**What is required:** Please return all lines of the data below containing the string "belly".

+---+

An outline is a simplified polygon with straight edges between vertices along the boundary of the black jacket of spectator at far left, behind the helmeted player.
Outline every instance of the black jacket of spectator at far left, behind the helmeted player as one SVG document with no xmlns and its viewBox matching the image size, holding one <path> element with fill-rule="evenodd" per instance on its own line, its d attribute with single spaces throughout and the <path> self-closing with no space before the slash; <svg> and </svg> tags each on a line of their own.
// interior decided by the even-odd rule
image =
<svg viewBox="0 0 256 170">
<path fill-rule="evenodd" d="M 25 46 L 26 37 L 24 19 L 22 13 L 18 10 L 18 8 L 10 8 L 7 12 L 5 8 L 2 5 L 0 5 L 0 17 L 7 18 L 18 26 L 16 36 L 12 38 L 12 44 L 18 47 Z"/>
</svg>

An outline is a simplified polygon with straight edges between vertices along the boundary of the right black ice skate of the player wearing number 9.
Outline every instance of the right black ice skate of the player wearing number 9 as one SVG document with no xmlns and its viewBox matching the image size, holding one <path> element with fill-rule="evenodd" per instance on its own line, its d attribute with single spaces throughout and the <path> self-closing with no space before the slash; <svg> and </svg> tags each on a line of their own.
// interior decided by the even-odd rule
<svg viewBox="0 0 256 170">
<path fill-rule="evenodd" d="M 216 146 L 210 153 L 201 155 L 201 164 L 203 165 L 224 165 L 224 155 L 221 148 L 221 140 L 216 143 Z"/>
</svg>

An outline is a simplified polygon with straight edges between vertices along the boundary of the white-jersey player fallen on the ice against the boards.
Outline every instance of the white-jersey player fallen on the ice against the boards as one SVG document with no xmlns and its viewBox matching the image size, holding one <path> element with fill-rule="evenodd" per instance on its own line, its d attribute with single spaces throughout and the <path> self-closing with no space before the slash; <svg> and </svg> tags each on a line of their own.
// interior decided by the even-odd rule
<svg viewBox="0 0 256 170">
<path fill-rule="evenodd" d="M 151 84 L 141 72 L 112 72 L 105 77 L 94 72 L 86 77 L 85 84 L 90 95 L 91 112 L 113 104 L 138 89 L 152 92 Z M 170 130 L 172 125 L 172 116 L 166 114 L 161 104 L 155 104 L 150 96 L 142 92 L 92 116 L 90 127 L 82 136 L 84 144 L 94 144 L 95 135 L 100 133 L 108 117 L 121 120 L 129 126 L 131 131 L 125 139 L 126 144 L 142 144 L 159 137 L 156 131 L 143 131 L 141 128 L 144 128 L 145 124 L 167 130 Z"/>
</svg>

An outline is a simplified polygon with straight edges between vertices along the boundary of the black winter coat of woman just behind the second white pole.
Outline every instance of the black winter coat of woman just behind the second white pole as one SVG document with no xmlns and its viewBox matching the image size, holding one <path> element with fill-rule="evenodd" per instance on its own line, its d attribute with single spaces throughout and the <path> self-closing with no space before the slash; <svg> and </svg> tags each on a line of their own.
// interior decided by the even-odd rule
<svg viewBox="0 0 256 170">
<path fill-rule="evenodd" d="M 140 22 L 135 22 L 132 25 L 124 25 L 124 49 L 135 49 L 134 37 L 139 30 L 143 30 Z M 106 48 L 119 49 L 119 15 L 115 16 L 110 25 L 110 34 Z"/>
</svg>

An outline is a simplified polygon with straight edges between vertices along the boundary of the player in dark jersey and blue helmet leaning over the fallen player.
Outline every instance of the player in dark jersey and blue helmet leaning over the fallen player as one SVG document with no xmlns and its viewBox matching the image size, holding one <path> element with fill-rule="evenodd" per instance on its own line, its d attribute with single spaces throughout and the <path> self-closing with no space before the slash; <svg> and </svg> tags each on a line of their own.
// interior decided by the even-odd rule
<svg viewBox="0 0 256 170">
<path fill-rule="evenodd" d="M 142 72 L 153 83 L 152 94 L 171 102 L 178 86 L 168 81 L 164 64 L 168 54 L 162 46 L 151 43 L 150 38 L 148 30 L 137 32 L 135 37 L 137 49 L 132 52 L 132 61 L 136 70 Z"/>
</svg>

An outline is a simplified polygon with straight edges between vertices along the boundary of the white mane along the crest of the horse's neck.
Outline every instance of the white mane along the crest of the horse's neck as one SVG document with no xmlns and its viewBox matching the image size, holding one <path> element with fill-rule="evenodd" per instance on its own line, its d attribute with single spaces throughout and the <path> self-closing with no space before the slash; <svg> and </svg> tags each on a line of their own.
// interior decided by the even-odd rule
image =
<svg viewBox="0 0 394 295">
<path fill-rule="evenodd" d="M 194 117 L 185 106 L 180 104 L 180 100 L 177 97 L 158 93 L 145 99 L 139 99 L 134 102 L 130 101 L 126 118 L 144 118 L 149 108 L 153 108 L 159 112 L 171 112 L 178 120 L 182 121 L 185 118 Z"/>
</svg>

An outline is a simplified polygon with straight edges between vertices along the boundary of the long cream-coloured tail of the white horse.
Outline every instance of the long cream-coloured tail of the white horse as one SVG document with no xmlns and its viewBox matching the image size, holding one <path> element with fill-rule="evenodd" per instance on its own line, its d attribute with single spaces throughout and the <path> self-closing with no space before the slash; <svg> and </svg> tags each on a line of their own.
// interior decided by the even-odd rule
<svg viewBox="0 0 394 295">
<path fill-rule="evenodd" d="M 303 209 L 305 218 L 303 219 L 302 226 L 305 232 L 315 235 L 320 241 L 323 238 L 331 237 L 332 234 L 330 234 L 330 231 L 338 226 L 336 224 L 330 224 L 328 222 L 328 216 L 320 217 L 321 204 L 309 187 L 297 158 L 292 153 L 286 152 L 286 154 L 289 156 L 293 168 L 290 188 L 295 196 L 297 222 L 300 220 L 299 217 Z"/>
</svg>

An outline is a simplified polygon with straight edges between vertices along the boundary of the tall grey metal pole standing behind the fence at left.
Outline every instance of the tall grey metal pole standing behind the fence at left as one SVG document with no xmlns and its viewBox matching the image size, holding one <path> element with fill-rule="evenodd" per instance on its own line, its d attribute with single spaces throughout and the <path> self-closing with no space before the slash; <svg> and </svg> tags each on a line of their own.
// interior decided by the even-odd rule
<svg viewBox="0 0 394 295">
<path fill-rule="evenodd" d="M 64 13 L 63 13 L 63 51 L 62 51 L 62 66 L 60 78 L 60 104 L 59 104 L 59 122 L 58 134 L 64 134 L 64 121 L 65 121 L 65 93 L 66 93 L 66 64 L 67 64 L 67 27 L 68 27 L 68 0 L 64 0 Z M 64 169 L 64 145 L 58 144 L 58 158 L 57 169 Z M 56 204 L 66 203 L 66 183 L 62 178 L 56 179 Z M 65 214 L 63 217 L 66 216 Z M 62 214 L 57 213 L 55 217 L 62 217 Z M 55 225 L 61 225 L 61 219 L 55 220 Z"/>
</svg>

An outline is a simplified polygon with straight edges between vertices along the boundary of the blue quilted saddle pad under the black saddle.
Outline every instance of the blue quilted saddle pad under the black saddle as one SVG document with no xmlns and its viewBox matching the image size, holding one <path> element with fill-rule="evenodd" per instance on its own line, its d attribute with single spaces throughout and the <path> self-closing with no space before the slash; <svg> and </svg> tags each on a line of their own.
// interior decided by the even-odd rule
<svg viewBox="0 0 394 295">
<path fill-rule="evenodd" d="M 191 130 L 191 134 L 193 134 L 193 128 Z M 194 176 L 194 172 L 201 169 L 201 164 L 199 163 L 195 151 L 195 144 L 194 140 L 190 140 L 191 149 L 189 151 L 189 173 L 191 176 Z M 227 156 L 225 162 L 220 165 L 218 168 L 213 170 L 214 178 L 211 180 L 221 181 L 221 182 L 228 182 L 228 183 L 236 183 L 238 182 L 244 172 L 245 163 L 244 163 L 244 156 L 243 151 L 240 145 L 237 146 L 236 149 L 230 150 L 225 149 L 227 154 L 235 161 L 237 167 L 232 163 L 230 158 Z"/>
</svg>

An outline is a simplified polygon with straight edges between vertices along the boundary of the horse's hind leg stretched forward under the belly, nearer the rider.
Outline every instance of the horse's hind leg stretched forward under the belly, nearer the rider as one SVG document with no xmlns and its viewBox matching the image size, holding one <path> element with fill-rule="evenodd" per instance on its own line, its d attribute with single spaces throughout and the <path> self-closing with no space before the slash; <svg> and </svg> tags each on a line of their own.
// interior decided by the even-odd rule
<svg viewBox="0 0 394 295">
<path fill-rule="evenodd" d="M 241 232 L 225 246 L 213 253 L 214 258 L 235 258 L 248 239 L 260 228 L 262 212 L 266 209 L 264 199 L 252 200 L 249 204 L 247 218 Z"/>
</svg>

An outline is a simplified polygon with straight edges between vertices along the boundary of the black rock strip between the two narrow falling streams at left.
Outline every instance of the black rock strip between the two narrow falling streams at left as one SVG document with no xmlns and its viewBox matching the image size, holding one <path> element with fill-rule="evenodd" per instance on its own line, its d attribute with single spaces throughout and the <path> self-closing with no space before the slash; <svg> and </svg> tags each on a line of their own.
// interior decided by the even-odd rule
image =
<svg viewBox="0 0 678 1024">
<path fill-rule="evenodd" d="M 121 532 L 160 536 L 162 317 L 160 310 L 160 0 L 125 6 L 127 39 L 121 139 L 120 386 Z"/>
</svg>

+---+

**Written reply:**
An outline is a simplified polygon with straight edges between vertices along the boundary of the horse's hind leg stretched forward under the belly, nearer the rider.
Outline every instance of the horse's hind leg stretched forward under the belly, nearer the rider as one SVG document with no xmlns and its viewBox matching the image size, holding one <path> element with fill-rule="evenodd" per instance on its own line, its d attribute with single spaces throughout and the <path> self-closing with no space before the slash; <svg> and </svg> tags each on a line of their own.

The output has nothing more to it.